ITEMS:

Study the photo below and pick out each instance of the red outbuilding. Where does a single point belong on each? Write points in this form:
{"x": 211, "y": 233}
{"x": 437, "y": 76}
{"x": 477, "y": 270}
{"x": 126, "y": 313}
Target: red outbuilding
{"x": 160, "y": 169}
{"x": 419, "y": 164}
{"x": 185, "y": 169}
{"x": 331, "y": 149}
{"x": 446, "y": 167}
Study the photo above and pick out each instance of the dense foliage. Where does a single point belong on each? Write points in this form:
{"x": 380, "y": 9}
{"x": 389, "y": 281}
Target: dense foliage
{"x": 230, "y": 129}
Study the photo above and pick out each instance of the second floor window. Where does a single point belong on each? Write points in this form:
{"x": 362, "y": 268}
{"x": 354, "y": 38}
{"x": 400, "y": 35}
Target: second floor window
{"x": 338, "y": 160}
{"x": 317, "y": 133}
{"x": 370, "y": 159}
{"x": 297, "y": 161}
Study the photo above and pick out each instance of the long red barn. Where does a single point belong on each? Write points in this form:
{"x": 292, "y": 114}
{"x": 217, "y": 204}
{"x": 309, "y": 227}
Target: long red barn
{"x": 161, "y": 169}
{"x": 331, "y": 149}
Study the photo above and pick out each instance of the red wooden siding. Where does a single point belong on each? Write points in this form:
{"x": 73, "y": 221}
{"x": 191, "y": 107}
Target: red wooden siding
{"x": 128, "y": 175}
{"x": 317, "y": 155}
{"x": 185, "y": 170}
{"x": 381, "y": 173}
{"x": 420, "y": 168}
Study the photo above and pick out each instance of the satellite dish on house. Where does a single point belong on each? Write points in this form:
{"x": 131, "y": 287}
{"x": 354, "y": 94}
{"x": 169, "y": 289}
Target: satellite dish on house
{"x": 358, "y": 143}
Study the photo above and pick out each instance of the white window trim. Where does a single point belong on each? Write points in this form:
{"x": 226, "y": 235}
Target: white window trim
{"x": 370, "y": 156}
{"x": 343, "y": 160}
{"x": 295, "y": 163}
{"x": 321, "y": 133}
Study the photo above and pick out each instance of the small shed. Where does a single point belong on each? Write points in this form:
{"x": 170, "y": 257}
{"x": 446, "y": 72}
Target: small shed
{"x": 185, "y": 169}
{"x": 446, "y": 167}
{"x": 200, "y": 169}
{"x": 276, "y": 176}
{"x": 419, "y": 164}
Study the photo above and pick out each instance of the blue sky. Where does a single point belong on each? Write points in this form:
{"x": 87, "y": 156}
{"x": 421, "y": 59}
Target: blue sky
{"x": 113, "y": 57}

DIRECTIONS FOR THIS TASK:
Can you print every item above again, word for word and in the same order?

RESPONSE:
Study the photo below and pick out each instance of the red outbuilding. Where does a single point belong on each? Write points in this form:
{"x": 211, "y": 233}
{"x": 437, "y": 76}
{"x": 477, "y": 270}
{"x": 126, "y": 313}
Target: red outbuilding
{"x": 160, "y": 169}
{"x": 419, "y": 164}
{"x": 185, "y": 169}
{"x": 331, "y": 149}
{"x": 446, "y": 167}
Study the photo above and pick out each instance of the dense foliage. Where does a single point belong on each? Write points in this form:
{"x": 380, "y": 9}
{"x": 389, "y": 281}
Target: dense foliage
{"x": 230, "y": 129}
Study the photo above and pick out each instance of the second floor window. Where does a single point belong on each? Write points in this form:
{"x": 362, "y": 268}
{"x": 354, "y": 38}
{"x": 400, "y": 35}
Target: second floor window
{"x": 338, "y": 160}
{"x": 317, "y": 133}
{"x": 370, "y": 159}
{"x": 297, "y": 161}
Study the photo above and pick out each instance of the long red barn. Where does a single point belong on each? Write points in this form:
{"x": 292, "y": 114}
{"x": 217, "y": 204}
{"x": 309, "y": 227}
Target: long red barn
{"x": 161, "y": 169}
{"x": 331, "y": 149}
Study the photo above and pick out each instance of the red wooden siding. Where does a single point belong on each? Write points in this form:
{"x": 73, "y": 221}
{"x": 191, "y": 107}
Target: red wooden siding
{"x": 128, "y": 175}
{"x": 317, "y": 155}
{"x": 185, "y": 170}
{"x": 381, "y": 173}
{"x": 420, "y": 168}
Study the photo above and pick out each instance of the satellite dish on house. Where does a single point belong on each? Write points in this form:
{"x": 131, "y": 287}
{"x": 354, "y": 94}
{"x": 169, "y": 289}
Target: satellite dish on house
{"x": 358, "y": 143}
Study the photo above and pick out each instance of the white window trim. Where does a single point belong on each? Write points in this form:
{"x": 226, "y": 235}
Target: white window trim
{"x": 370, "y": 156}
{"x": 343, "y": 160}
{"x": 295, "y": 163}
{"x": 321, "y": 133}
Study the photo above and pick out each instance of the small shed. Where does a single point belong on each? Write points in this form:
{"x": 170, "y": 257}
{"x": 446, "y": 72}
Target: small shed
{"x": 185, "y": 169}
{"x": 446, "y": 167}
{"x": 200, "y": 169}
{"x": 276, "y": 176}
{"x": 419, "y": 164}
Study the photo above and pick out each instance of the blue sky. Where does a single point belong on each? Write points in this form:
{"x": 87, "y": 156}
{"x": 421, "y": 59}
Target: blue sky
{"x": 113, "y": 57}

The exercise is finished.